**SHORT EXERCISE:**
Reproduce verbatim the entries from the line containing "The function MUST return, for every instance of the dark" through the line containing "[[55, 323], [364, 314]]", including both of those lines.

--- START ENTRIES ---

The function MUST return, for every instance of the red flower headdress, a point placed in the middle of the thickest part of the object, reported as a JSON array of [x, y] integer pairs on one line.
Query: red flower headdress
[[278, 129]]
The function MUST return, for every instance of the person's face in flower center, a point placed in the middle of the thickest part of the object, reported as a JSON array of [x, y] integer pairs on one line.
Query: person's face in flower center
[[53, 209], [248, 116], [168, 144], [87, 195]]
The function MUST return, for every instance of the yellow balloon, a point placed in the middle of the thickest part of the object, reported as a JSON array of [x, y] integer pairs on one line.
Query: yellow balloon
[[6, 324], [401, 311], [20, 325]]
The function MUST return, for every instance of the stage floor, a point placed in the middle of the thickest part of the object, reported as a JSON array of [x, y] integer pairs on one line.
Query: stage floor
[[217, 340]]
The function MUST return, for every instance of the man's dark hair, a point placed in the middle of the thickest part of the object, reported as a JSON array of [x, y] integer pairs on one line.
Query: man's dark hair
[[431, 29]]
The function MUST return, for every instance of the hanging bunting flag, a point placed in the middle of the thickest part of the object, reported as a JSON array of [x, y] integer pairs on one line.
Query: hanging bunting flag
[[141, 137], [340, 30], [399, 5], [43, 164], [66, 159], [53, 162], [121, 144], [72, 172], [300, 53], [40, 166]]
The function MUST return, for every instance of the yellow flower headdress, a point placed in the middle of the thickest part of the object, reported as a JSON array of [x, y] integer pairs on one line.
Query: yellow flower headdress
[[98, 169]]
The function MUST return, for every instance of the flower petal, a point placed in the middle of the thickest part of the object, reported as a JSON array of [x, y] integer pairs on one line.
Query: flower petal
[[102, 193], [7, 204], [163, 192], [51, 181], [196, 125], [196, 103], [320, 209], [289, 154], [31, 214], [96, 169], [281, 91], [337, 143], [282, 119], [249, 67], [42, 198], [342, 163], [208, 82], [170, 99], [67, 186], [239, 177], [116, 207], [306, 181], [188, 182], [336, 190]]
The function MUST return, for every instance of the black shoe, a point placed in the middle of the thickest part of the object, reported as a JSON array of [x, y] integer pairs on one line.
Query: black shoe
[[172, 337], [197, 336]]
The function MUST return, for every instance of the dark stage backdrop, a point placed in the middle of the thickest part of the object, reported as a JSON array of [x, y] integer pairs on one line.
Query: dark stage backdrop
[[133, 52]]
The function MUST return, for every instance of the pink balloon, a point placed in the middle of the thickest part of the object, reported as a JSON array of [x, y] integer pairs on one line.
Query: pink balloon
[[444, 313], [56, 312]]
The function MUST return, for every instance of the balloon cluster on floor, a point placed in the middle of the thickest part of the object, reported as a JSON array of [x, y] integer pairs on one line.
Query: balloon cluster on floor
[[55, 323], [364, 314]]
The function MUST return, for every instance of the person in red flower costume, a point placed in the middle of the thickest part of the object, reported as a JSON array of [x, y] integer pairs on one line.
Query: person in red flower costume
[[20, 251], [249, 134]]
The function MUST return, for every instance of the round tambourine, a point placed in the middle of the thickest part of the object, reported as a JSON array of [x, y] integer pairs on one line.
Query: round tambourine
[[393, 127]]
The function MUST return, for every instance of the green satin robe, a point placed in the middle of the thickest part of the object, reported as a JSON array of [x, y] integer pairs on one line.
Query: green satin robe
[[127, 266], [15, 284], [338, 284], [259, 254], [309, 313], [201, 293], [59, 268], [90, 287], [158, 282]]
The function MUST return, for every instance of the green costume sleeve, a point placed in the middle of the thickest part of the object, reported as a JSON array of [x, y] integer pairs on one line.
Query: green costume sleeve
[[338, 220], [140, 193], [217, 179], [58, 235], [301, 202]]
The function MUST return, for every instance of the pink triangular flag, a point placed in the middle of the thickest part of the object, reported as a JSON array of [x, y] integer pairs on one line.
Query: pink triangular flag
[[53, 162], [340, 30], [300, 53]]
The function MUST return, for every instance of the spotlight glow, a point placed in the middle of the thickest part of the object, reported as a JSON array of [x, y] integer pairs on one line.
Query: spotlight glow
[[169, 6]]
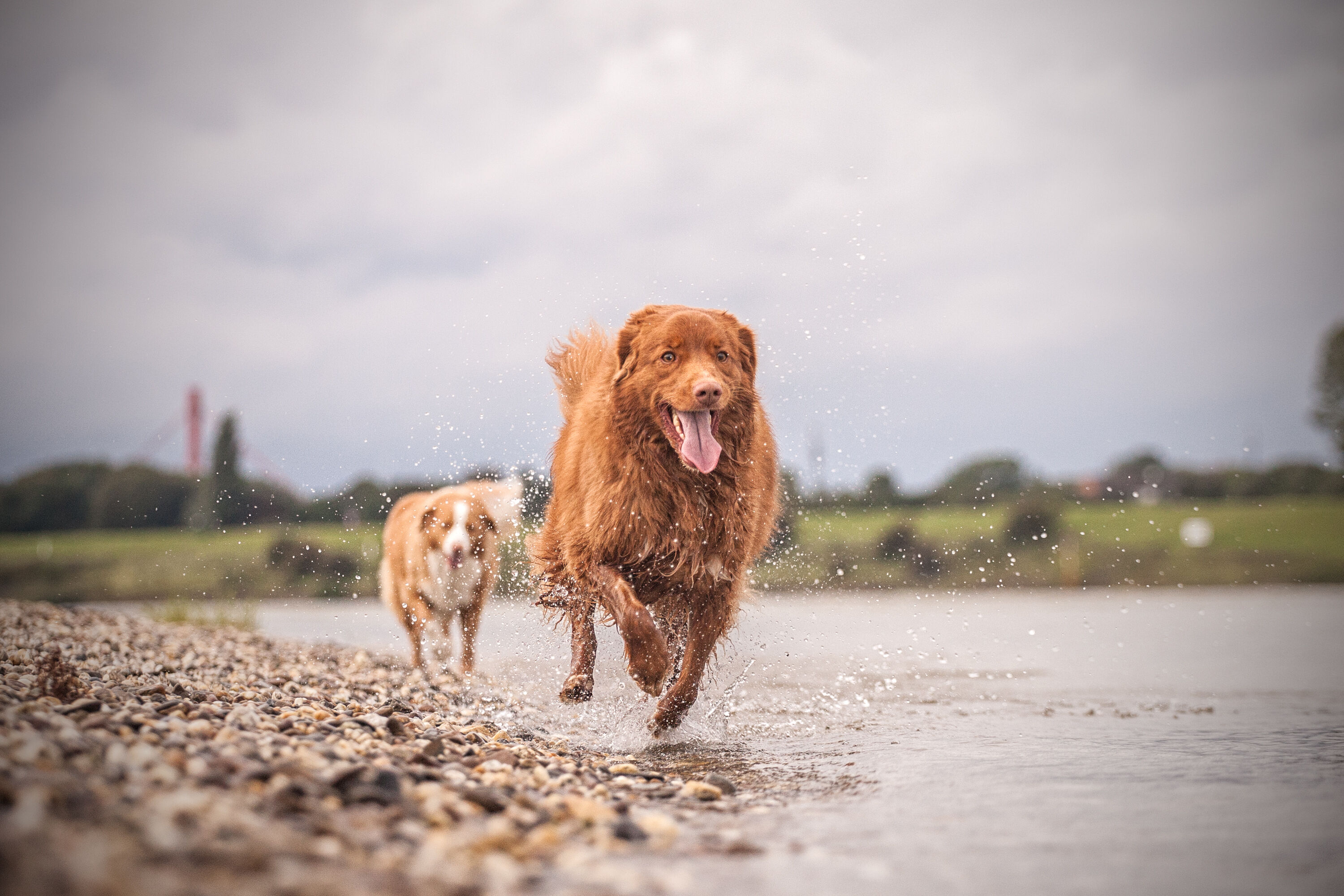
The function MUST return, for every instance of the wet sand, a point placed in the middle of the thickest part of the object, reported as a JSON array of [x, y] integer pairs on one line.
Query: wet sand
[[1112, 741]]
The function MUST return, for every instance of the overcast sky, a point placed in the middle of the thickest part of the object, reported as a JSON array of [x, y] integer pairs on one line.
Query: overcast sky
[[1060, 230]]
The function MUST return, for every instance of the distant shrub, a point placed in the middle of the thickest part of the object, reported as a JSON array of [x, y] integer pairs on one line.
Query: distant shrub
[[1033, 524], [54, 497], [897, 544], [139, 496]]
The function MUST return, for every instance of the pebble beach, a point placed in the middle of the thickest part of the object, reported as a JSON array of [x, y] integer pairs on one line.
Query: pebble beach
[[139, 757]]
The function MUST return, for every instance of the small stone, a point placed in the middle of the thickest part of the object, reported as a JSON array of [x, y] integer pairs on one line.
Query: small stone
[[487, 798], [701, 790], [627, 829], [725, 786]]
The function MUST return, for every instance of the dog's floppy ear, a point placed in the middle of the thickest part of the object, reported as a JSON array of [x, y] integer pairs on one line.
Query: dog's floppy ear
[[748, 340], [429, 519], [625, 355]]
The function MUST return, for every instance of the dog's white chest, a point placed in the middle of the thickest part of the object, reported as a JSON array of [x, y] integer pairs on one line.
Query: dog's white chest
[[448, 589]]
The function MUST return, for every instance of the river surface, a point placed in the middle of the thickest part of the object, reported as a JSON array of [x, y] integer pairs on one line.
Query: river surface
[[1129, 741]]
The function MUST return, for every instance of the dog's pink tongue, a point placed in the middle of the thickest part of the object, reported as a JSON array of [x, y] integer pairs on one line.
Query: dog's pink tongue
[[699, 447]]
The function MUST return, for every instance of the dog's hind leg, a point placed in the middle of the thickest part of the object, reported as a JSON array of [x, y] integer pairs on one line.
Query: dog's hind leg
[[647, 655], [578, 685]]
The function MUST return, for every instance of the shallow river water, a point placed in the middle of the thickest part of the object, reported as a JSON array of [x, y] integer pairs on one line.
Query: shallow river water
[[1029, 742]]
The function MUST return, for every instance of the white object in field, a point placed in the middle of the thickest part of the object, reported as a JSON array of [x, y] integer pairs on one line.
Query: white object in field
[[1197, 532]]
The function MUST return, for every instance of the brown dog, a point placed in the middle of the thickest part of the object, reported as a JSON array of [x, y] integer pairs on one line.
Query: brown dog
[[441, 558], [664, 493]]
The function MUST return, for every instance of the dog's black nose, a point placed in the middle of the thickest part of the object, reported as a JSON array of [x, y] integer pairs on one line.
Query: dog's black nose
[[707, 393]]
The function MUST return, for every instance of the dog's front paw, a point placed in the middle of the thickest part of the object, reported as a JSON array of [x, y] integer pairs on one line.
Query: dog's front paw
[[577, 689], [660, 724], [651, 669]]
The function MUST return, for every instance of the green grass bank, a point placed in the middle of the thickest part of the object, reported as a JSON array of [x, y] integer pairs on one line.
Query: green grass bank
[[1271, 540]]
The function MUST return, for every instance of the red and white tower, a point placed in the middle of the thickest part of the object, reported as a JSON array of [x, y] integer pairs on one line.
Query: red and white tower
[[194, 414]]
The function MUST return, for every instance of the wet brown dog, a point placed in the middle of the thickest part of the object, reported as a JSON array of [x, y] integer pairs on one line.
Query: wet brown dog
[[441, 558], [664, 493]]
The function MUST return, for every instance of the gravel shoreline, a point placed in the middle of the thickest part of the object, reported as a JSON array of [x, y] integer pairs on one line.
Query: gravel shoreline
[[151, 758]]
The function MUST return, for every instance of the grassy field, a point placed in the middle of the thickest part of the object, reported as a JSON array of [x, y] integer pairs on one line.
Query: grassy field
[[1254, 542], [150, 564], [1285, 539]]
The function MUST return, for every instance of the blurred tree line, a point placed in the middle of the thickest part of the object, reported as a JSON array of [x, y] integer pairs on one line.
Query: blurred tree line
[[100, 496]]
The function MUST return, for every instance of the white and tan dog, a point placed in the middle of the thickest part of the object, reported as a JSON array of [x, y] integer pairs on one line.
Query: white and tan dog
[[441, 558]]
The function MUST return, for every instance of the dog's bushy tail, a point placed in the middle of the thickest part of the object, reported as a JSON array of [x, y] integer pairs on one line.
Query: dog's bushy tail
[[576, 362]]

--- END ENTRIES ---

**REPLY:**
The function MUST return, for every instance of the dark stage backdrop, a point placed in the middle of the thickest part of the object, reported as a JSON array of [x, y] integer pairs on one line.
Query: dark stage backdrop
[[133, 52]]
The function MUST return, for every instance of the pink balloon, a point placed in the middle of the thickest part of the object, reported as a JSON array of [x, y] integer pairs on one line.
Query: pink balloon
[[444, 313], [56, 312]]
The function MUST return, for every instance of the balloon cluster on floor, a point placed in the middle of the thickest part of the object, reported as a JSON array of [x, y] integer pairs on one line.
Query: balloon cluster on floor
[[55, 323], [364, 314]]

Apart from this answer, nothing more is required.